The following is adapted from a speech delivered on January 15,2019,at Hillsdale College's Allan P.Kirby,Jr.
Center for Constitutional Studies and Citizenship in Washington,D.C.
Seventy miles northwest of New York City is a hospital that looks like a prison, its drab brick buildings wrapped in layers of
fencing and barbed wire. This grim facility is called the Mid-Hudson Forensic Psychiatric Institute. It's one of three places
the state of New York sends the criminally mentally ill—defendants judged not guilty by reason of insanity.
Until recently, my wife Jackie—Dr. Jacqueline Berenson—was a senior psychiatrist there. Many of Mid-Hudson's 300
patients are killers and arsonists. At least one is a cannibal. Most have been diagnosed with psychotic disorders like
schizophrenia that provoked them to violence against family members or strangers.
A couple of years ago,Jackie was telling me about a patient. In passing,she said something like, Of course he'd been
smoking pot his whole life.
Of course?I said.
Yes, they all smoke.
So marijuana causes schizophrenia?
I was surprised,to say the least. I tended to be a libertarian on drugs.Years before,I'd covered the pharmaceutical
industry for The New York Times.I was aware of the claims about marijuana as medicine,and I'd watched the slow
spread of legalized cannabis without much interest.

Required action 1: According to the speech excerpt, how many patients does Mid-Hudson have?
Required action 2: Using the speech excerpt, explain which people the state of New York sends to the Mid-Hudson Forensic Psychiatric Institute and why they are there.
Required action 3: Extend the speech excerpt with a few sentences that pick up right after its final sentence.
The listing that comes next is separate material with no connection to the speech excerpt.

Listed entries:
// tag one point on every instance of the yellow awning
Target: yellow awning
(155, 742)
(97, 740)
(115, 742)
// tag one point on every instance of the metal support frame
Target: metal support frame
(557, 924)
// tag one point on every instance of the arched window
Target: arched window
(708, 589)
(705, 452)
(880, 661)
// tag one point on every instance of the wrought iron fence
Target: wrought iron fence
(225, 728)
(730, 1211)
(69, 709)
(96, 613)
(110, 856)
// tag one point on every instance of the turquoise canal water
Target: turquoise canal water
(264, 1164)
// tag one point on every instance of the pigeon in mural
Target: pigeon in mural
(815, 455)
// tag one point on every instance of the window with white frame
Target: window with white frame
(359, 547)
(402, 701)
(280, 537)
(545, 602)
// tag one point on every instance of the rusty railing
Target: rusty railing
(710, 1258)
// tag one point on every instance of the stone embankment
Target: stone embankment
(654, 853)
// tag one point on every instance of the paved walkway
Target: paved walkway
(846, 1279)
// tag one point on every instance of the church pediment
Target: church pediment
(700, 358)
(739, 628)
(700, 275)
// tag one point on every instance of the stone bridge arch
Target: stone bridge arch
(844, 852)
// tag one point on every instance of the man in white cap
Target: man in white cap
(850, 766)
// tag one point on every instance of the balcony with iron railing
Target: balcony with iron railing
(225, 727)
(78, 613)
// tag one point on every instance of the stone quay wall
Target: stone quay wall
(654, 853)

Exercise output 1: 300

Exercise output 2: New York sends the criminally mentally ill to Mid-Hudson, meaning defendants judged not guilty by reason of insanity. Most have been diagnosed with psychotic disorders like schizophrenia that provoked them to violence against family members or strangers.

Exercise output 3:
Jackie would have been within her rights to say, I know what I'm talking about, unlike you. Instead she offered something
neutral like,I think that's what the big studies say. You should read them.
So I did. The big studies, the little ones, and all the rest. I read everything I could find. I talked to every psychiatrist and
brain scientist who would talk to me. And I soon realized that in all my years as a journalist I had never seen a story where
the gap between insider and outsider knowledge was so great,or the stakes so high.
I began to wonder why—with the stocks of cannabis companies soaring and politicians promoting legalization as a low-risk
way to raise tax revenue and reduce crime—I had never heard the truth about marijuana, mental illness, and violence.
Over the last 30 years, psychiatrists and epidemiologists have turned speculation about marijuana's dangers into science.
Yet over the same period, a shrewd and expensive lobbying campaign has pushed public attitudes about marijuana the other
way. And the effects are now becoming apparent.
Almost everything you think you know about the health effects of cannabis,almost everything advocates and the
media have told you for a generation, is wrong.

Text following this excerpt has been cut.